Collected data entries:
⟨

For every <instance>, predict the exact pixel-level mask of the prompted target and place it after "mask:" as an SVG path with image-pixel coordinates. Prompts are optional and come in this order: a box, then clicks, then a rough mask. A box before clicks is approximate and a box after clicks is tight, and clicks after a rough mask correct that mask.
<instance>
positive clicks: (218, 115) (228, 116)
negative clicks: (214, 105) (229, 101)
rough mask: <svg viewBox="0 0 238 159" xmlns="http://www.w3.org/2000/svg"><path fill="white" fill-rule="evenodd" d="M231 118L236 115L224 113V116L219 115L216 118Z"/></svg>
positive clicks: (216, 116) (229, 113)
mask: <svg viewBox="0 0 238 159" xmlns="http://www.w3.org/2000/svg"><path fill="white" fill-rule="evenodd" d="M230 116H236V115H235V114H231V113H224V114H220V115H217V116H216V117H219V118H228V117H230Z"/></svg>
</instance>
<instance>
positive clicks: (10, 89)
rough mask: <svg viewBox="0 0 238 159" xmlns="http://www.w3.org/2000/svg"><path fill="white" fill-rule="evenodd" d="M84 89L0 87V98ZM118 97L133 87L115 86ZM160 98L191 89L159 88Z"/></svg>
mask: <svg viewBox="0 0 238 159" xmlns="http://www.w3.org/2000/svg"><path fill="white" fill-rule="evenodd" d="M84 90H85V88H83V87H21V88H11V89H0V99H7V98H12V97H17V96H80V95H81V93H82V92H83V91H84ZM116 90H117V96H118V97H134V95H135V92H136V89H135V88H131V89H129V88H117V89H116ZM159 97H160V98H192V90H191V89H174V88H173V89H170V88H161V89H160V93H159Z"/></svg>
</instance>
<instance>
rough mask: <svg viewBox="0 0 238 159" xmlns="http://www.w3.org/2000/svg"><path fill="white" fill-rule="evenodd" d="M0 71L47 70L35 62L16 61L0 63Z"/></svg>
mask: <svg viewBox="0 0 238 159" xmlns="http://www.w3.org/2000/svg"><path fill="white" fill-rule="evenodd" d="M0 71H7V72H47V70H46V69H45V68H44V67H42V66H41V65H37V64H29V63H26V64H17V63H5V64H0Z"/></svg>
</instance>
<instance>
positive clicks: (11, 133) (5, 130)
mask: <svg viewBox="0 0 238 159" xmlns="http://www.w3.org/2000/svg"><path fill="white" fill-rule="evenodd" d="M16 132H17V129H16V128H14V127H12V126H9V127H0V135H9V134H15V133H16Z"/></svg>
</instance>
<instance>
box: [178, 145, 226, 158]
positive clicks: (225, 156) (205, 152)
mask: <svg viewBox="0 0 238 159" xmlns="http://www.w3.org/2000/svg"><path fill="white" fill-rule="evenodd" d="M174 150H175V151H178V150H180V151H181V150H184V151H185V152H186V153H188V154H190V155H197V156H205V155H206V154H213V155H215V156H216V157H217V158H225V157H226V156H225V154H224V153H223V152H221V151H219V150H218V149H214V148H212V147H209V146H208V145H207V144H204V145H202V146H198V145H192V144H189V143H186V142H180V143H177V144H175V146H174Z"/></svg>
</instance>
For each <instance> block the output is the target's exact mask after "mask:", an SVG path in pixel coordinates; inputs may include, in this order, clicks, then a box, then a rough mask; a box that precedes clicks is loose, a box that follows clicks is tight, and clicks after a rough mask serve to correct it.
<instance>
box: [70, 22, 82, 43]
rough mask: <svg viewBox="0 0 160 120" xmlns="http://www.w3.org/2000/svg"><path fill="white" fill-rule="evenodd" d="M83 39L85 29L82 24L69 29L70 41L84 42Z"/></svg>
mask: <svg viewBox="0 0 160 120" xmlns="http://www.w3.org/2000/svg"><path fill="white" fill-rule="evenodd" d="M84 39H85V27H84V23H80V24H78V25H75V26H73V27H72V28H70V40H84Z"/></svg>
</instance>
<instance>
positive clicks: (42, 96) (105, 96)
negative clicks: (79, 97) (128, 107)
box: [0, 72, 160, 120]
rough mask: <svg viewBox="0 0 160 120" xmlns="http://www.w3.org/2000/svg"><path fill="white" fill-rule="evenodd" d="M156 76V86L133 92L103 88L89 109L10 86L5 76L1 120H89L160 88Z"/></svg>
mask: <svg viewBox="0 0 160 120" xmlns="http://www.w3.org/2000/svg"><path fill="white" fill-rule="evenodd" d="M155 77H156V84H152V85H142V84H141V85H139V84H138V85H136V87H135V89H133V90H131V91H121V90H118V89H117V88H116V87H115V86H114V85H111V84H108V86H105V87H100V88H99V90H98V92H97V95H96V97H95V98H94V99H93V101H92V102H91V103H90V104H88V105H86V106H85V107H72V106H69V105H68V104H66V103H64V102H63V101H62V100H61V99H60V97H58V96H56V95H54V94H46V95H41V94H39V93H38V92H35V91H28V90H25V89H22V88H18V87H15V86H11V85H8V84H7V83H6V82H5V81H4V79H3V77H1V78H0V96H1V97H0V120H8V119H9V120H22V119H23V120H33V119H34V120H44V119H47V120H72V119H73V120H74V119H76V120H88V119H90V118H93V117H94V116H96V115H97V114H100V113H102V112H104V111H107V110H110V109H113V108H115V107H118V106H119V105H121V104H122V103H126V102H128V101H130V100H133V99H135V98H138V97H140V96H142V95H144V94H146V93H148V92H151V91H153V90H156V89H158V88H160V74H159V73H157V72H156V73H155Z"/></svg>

⟩

• [TASK BRIEF]
Every line holding the string "negative" should be copied here, so please find those lines in the data.

• [ANSWER FOR THIS EXERCISE]
negative clicks: (214, 105) (229, 101)
negative clicks: (79, 97) (128, 107)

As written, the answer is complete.